■ **EXTRACT PROVIDED**:
Content starts

The day war ended in Europe, the US suspended Lend Lease, thus imposing great hardship on the UK and resulted in even tighter food rationing than during wartime.
Subsequently the US Atomic Energy Act (McMahon Act) of 1946 precluded release of atomic information from the US to the UK, or anyone else. Attlee secretly determined to forge ahead with a UK unilateral atomic bomb and missile programme, a bomb which Foreign Secretary Ernest Bevan famously remarked "would have a bloody Union Jack on top of it".
Starved of funds, with only limited supplies of enriched uranium and plutonium, limited staff and the use of temporary buildings at Aldermaston, using secret and limited funds, without the massive industrial support needed to create such weapons, a true 2-stage fusion device proved to be beyond our capabilities. Eventually it was evident that the "Blue Streak" missile was equally ineffective in delivering the overweight and low yield weapons the Dr Strangelove's in the MOD wanted in order to pursue the Cold War.
In 1956 Calder Hall, (transmuted through Seascale into Sellafield), essentially a military plutonium factory (which it still is) was opened as the first nuclear power station by the Queen. It was promoted as a symbol of the "swords into ploughshares" policy, stressing to an ignorant and easily misled public of the manifold benefits of the peaceful uses of nuclear power.
The amount of electricity produced was almost entirely consumed by the site and fed little if any electricity to the National Grid – which in those days operated at 50% efficiency fuelled by abundant and low cost coal. The opening and the attendant publicity was merely a stunt. The flickering TV's showed the Queen on the news, press a button and a huge numerical display counted out the imaginary kilowatts. It was a New Elizabethan moment.
Bomb Tests – Secret and Public
Meanwhile far away on the vast central plains of North Australia secret tests were undertaken of the early atomic weapons resulting from our spatchcock efforts. Conservative Prime Minister Eden maintained the secrecy and funding of the program. He made false assurances of the size and extent of the programmes and the weapons to Australian Prime Minister Menzies – this only became apparent in 1984. Of course Eden at the time was involved in even greater deceit and lies over the Egyptian invasion in 1956. Secrecy was maximum "because of fears that the U.S. and Russia, which were developing their own H-bombs, would seek to exclude Britain from the superpower league that was rapidly developing". Prestige in world society sounds familiar as part of the mind-set of elites in imperial powers.

Content ends

■ **EXERCISES**:
- 1) According to the passage on Britain's early atomic program, who made the remark that the bomb "would have a bloody Union Jack on top of it"?
- 2) Continue the passage on Britain's early atomic program from the point where it stops.

■ **EXTRACTED RECORDS**:
Content starts

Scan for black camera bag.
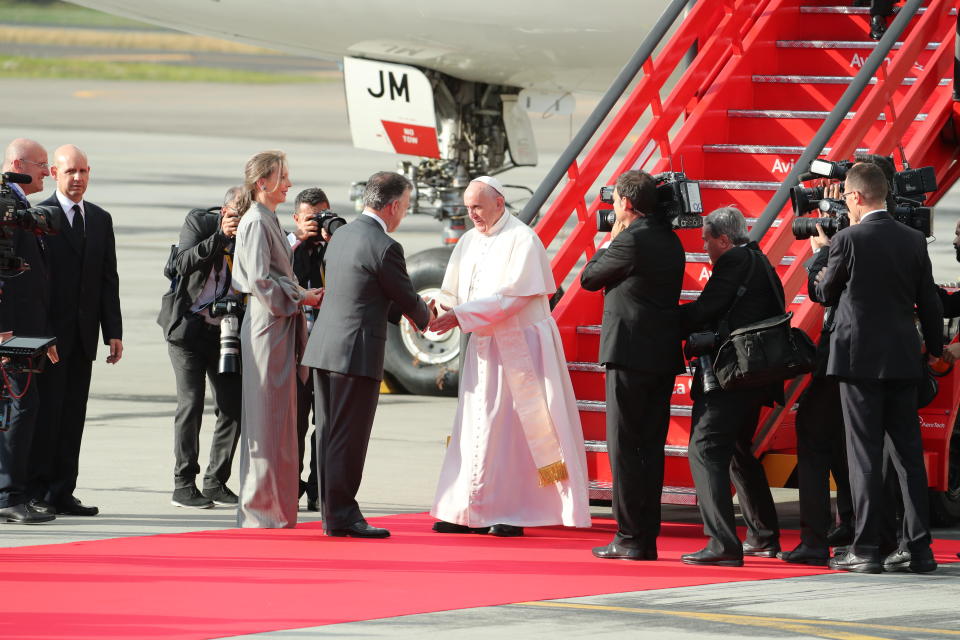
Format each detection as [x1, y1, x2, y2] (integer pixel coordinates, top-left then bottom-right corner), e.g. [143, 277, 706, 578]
[713, 249, 817, 391]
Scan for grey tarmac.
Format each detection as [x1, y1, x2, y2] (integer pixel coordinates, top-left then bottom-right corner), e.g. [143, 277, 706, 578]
[0, 79, 960, 640]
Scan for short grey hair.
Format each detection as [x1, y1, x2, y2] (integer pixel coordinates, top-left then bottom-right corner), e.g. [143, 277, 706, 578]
[703, 207, 750, 244]
[363, 171, 413, 211]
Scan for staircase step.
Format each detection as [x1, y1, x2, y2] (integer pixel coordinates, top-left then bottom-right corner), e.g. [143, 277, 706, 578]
[583, 440, 688, 458]
[696, 144, 867, 182]
[726, 109, 927, 145]
[772, 39, 940, 75]
[577, 400, 693, 417]
[590, 480, 697, 506]
[752, 75, 953, 111]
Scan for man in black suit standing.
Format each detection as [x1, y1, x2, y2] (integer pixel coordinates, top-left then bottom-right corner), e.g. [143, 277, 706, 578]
[302, 171, 435, 538]
[287, 187, 330, 511]
[680, 207, 784, 567]
[0, 138, 57, 524]
[30, 145, 123, 516]
[157, 187, 242, 509]
[580, 171, 685, 560]
[816, 163, 943, 573]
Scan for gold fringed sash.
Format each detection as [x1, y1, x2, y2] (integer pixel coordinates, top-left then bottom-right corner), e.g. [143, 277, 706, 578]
[494, 315, 568, 487]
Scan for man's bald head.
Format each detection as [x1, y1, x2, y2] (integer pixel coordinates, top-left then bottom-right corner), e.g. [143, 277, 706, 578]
[3, 138, 50, 195]
[50, 144, 90, 202]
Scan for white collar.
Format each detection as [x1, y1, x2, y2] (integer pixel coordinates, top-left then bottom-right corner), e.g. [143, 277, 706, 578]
[57, 189, 86, 222]
[363, 209, 387, 233]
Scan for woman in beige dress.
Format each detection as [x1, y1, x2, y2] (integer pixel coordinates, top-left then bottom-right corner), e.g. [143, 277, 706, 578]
[233, 151, 323, 528]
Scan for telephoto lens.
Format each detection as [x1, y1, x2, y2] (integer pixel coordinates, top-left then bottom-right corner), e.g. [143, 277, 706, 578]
[597, 209, 617, 232]
[217, 313, 240, 373]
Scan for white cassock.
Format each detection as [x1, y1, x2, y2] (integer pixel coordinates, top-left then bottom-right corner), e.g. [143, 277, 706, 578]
[430, 213, 590, 527]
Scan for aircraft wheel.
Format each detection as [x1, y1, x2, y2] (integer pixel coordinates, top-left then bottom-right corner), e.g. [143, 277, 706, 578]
[383, 247, 460, 396]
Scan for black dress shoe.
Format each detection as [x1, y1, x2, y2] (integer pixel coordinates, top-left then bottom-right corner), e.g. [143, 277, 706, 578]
[490, 524, 523, 538]
[327, 520, 390, 538]
[0, 504, 57, 524]
[743, 542, 780, 558]
[827, 522, 853, 547]
[777, 543, 830, 567]
[27, 498, 57, 516]
[433, 520, 490, 534]
[680, 549, 743, 567]
[593, 542, 657, 560]
[883, 549, 937, 573]
[827, 551, 883, 573]
[53, 496, 100, 516]
[870, 16, 887, 40]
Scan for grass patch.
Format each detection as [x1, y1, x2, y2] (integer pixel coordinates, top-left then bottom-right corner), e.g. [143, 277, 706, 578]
[0, 0, 151, 29]
[0, 56, 325, 84]
[0, 25, 277, 55]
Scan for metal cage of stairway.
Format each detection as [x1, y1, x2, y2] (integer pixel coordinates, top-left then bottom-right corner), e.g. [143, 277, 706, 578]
[524, 0, 960, 503]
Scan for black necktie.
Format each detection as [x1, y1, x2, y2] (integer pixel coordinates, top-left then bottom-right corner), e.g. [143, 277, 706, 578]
[73, 204, 86, 240]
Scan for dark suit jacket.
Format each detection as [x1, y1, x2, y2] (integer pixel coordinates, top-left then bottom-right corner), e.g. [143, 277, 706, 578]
[580, 218, 686, 375]
[40, 194, 123, 360]
[815, 211, 943, 379]
[157, 207, 233, 336]
[302, 215, 430, 380]
[0, 200, 53, 336]
[680, 242, 783, 339]
[679, 242, 784, 404]
[803, 249, 837, 378]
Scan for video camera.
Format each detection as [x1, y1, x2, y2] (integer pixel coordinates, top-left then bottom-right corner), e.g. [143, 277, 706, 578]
[0, 336, 57, 373]
[597, 171, 703, 231]
[0, 172, 61, 278]
[790, 160, 937, 240]
[310, 209, 347, 236]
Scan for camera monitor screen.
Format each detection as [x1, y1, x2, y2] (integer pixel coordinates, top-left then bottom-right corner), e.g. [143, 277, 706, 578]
[0, 336, 57, 356]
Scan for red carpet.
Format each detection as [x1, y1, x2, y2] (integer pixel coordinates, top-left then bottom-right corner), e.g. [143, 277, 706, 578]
[0, 514, 960, 638]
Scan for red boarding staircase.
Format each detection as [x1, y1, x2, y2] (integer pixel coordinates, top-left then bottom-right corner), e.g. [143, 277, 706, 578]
[524, 0, 960, 504]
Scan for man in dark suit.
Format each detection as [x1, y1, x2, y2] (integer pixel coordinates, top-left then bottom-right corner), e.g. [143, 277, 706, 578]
[302, 171, 435, 538]
[580, 171, 685, 560]
[288, 187, 330, 511]
[0, 138, 57, 524]
[780, 224, 852, 566]
[157, 187, 242, 509]
[816, 163, 943, 573]
[30, 145, 123, 516]
[680, 207, 784, 567]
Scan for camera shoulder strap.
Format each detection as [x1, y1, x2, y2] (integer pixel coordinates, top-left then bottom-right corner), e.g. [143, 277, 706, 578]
[718, 246, 757, 340]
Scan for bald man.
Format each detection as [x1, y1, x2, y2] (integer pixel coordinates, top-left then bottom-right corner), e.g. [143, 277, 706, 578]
[429, 176, 590, 537]
[0, 138, 56, 524]
[30, 145, 123, 516]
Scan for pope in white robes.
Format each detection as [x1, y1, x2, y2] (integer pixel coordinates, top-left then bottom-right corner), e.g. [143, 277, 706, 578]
[430, 176, 590, 536]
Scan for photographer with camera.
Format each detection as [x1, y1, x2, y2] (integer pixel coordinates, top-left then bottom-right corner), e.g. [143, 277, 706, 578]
[814, 162, 943, 573]
[287, 187, 346, 511]
[580, 171, 685, 560]
[0, 138, 57, 524]
[157, 187, 243, 509]
[679, 207, 784, 567]
[780, 182, 853, 566]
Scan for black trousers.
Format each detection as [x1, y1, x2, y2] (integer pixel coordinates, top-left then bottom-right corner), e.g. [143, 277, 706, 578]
[606, 365, 675, 550]
[30, 349, 93, 505]
[313, 369, 380, 531]
[297, 378, 319, 500]
[167, 336, 243, 489]
[689, 382, 780, 557]
[840, 379, 930, 558]
[0, 373, 40, 508]
[797, 377, 853, 549]
[870, 0, 894, 16]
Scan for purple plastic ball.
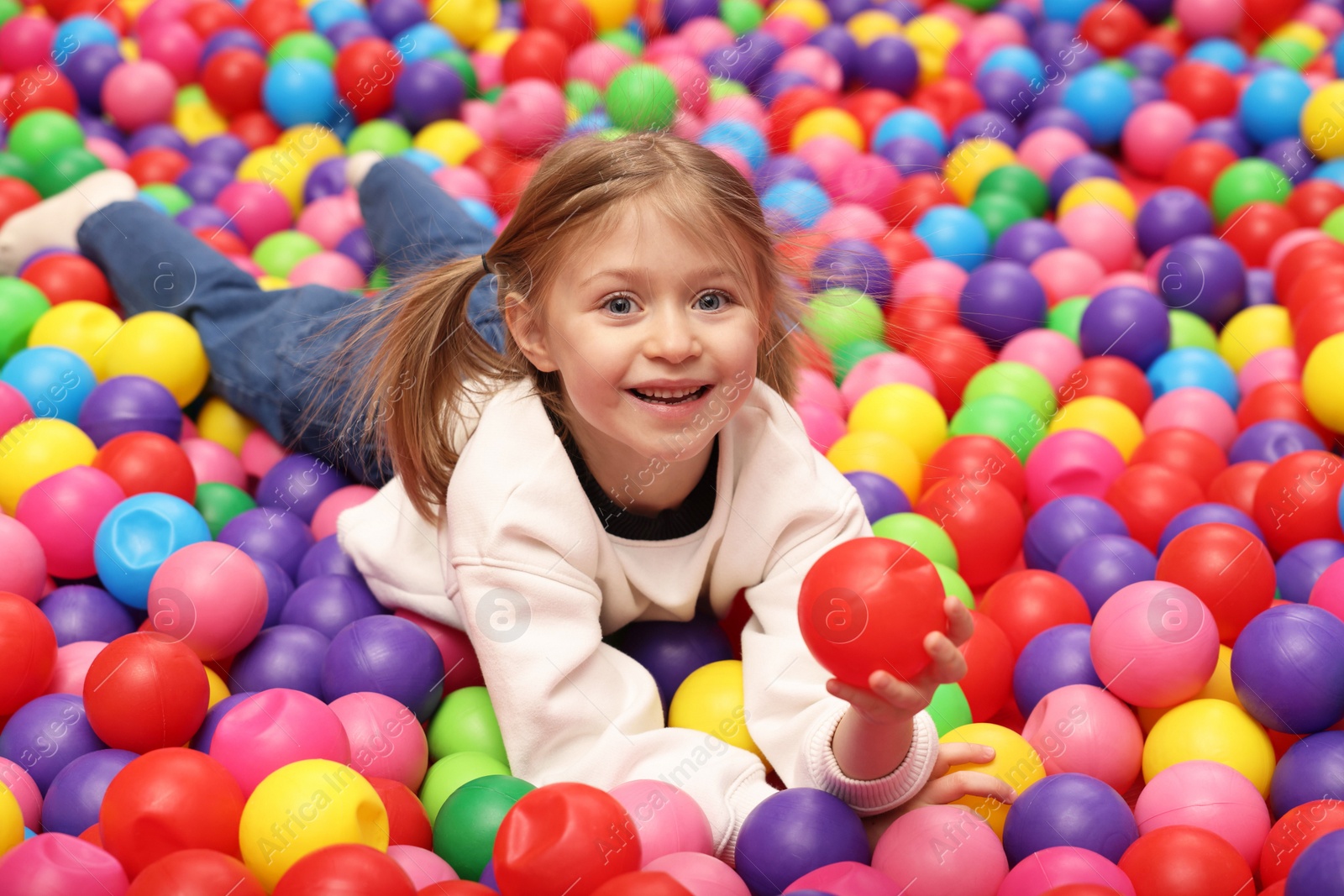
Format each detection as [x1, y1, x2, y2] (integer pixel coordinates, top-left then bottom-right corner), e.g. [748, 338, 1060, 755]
[228, 625, 329, 697]
[958, 259, 1046, 347]
[255, 454, 351, 529]
[323, 616, 444, 721]
[0, 693, 108, 793]
[38, 584, 139, 647]
[1078, 286, 1172, 371]
[1021, 495, 1129, 572]
[1012, 622, 1104, 717]
[42, 750, 139, 837]
[78, 375, 181, 448]
[215, 505, 313, 579]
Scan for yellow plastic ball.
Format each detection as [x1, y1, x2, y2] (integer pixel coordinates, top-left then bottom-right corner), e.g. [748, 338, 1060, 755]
[1299, 81, 1344, 159]
[1050, 395, 1144, 464]
[428, 0, 500, 49]
[29, 298, 121, 381]
[1055, 177, 1138, 222]
[102, 312, 210, 407]
[238, 759, 387, 893]
[789, 107, 865, 152]
[1144, 700, 1274, 797]
[849, 383, 948, 464]
[197, 395, 257, 454]
[844, 9, 900, 47]
[827, 432, 923, 504]
[1218, 305, 1293, 374]
[0, 417, 98, 516]
[938, 721, 1046, 838]
[668, 659, 770, 771]
[412, 119, 484, 165]
[942, 137, 1017, 206]
[1302, 333, 1344, 432]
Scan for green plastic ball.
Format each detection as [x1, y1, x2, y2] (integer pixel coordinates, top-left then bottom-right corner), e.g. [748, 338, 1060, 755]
[419, 752, 508, 825]
[948, 395, 1047, 464]
[606, 65, 676, 130]
[434, 775, 536, 880]
[872, 513, 958, 571]
[428, 685, 508, 763]
[195, 482, 257, 538]
[1211, 159, 1293, 224]
[0, 277, 51, 367]
[253, 230, 323, 277]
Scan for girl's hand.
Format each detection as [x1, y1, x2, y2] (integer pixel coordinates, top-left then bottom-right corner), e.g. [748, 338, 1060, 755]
[827, 594, 976, 726]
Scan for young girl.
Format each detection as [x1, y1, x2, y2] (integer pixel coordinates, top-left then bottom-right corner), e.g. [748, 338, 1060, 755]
[0, 134, 1012, 864]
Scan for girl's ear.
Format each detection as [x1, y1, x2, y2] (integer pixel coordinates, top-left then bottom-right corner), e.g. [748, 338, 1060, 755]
[504, 293, 559, 374]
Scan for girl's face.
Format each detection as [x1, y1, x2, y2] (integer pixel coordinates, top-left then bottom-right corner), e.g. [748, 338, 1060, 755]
[515, 206, 759, 478]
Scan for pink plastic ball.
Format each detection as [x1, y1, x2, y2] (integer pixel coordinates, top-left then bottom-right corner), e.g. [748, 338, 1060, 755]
[0, 510, 47, 602]
[840, 352, 934, 417]
[1134, 759, 1270, 871]
[329, 692, 428, 790]
[997, 846, 1134, 896]
[496, 78, 564, 156]
[607, 780, 714, 865]
[872, 806, 1008, 896]
[180, 438, 247, 490]
[1017, 128, 1087, 183]
[309, 485, 378, 542]
[1120, 99, 1196, 177]
[1090, 582, 1218, 706]
[999, 329, 1084, 388]
[1021, 684, 1144, 794]
[215, 180, 294, 249]
[643, 853, 751, 896]
[99, 59, 177, 130]
[0, 834, 130, 896]
[1028, 247, 1106, 307]
[45, 641, 108, 694]
[1026, 430, 1125, 511]
[210, 688, 349, 795]
[0, 757, 42, 831]
[1144, 385, 1239, 451]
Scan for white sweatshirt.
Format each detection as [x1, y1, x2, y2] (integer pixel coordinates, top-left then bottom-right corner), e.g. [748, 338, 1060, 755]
[336, 380, 938, 864]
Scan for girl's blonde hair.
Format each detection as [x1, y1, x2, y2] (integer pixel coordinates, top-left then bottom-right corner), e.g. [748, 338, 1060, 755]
[309, 132, 804, 520]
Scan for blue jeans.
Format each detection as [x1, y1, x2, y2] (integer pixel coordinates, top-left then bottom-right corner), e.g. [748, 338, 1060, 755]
[76, 159, 504, 486]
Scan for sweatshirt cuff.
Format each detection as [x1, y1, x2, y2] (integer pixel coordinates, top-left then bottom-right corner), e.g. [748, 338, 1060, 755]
[808, 704, 938, 815]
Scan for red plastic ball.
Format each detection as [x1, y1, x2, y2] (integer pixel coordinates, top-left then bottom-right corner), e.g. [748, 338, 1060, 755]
[101, 747, 244, 878]
[0, 591, 56, 716]
[83, 631, 210, 752]
[979, 569, 1091, 657]
[502, 29, 570, 86]
[1164, 139, 1238, 202]
[957, 610, 1017, 721]
[126, 849, 266, 896]
[1106, 464, 1205, 553]
[1129, 428, 1227, 493]
[1117, 825, 1255, 896]
[1154, 522, 1274, 646]
[914, 480, 1026, 589]
[1252, 451, 1344, 555]
[919, 435, 1026, 504]
[492, 782, 640, 896]
[368, 778, 434, 851]
[1208, 461, 1268, 517]
[23, 253, 116, 307]
[90, 432, 197, 504]
[1059, 354, 1153, 419]
[333, 38, 402, 121]
[273, 844, 415, 896]
[798, 537, 948, 688]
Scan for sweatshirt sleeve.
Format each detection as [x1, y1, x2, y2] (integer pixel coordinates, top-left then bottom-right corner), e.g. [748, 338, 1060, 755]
[742, 486, 938, 815]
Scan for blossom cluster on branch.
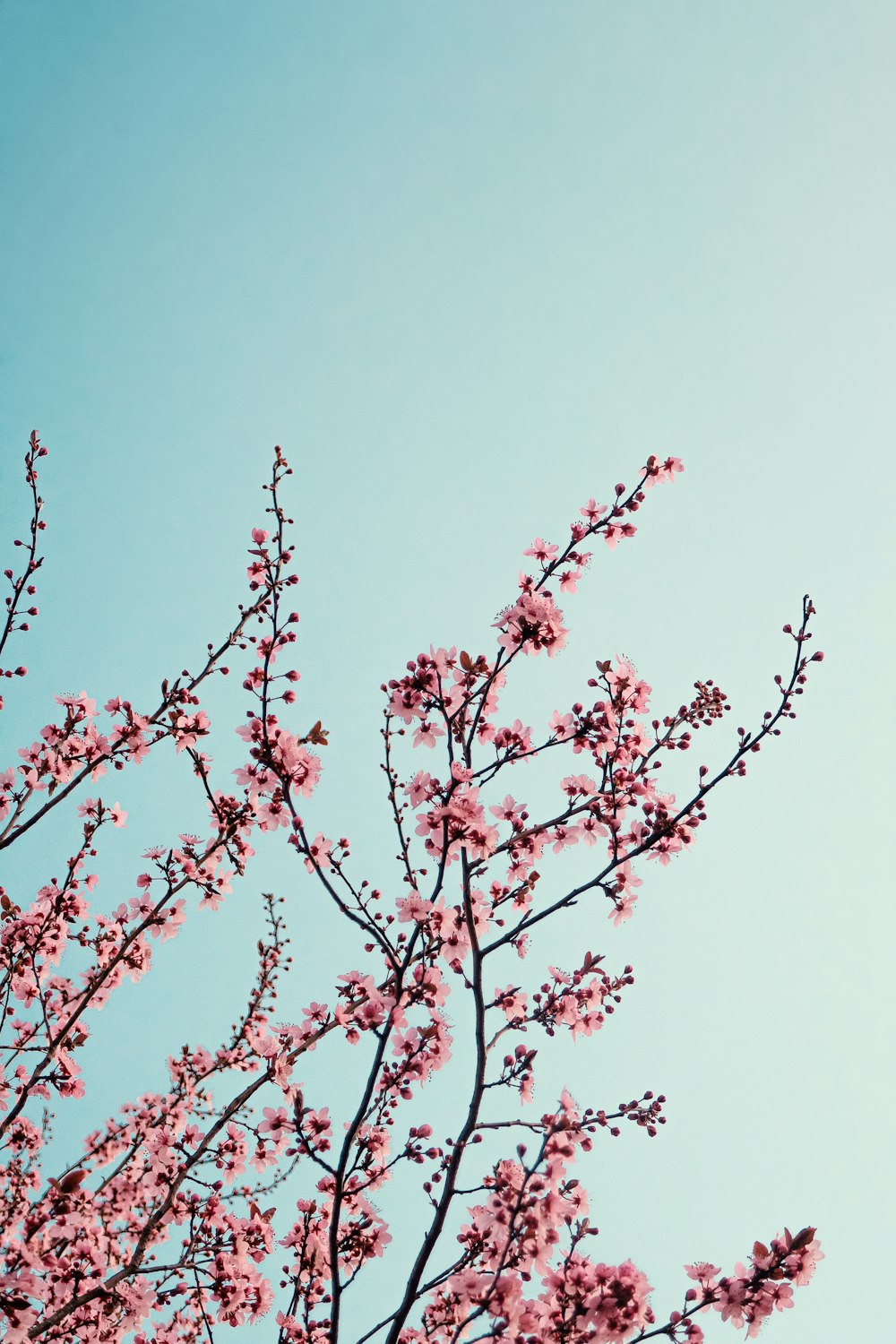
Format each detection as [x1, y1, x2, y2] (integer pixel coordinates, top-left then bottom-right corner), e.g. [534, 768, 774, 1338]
[0, 435, 821, 1344]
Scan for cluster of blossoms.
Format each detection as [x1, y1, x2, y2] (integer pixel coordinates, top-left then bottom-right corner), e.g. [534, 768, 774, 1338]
[0, 435, 821, 1344]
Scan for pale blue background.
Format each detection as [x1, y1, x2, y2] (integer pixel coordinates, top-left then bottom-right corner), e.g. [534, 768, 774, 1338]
[0, 0, 896, 1344]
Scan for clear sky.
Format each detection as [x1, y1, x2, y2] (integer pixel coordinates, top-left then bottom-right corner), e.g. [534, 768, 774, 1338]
[0, 0, 896, 1344]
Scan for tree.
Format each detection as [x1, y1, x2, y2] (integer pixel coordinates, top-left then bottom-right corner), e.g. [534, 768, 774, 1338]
[0, 435, 823, 1344]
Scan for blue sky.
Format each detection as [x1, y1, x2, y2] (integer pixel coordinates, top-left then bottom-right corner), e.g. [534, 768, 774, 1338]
[0, 0, 896, 1344]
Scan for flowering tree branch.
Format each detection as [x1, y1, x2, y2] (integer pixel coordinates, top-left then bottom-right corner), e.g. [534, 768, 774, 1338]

Content ends

■ **ANSWERS FOR THIS EXERCISE**:
- 1) Foreign Secretary Ernest Bevan

- 2)
These people were used to measuring prestige in the number of millions held in the shackles of colonialism; that criterion waning they quickly snapped up a new one: A-bomb, H-bomb, as callous to the effects of bombs as to colonialism.
The 1957 Pacific bomb tests, after ten years work, used what were essentially 'A' bombs, (albeit of high power) and were effectively, a PR stunt, rushed to beat an impending Test Ban Treaty which was due to come into force at the end of September 1958 and meant all the tests scheduled to take place up until the end of October were brought forward and completed early. HMS Scarborough a weather ship chased the original Greenpeace ship (a sailing ship) out of the atomic and hydrogen bomb test area. The tests were an attempt to impress the US, the British public (journalists were invited to watch), and also keep our place in the thermonuclear club which the Russians had recently joined.
The US were listening in, of course
The Christmas Island tests confirmed to the observing and observant US, the UK's inability to produce a true thermonuclear fusion weapon, that could be missile delivered. Generously they offered to amend the McMahon Act, if the UK would scrap their nuclear weapons program. Naturally they would be happy to provide us (i.e. sell) the technology instead.
In September 1958 the UK became the US's biggest customer for military weapons and further developed our continuing "special relationship".
Of course none of this detracts from the bravery and pioneering skills required by the RAF crews to undertake the hurried series of tests – they, like the rest of their countrymen remained hoodwinked for decades.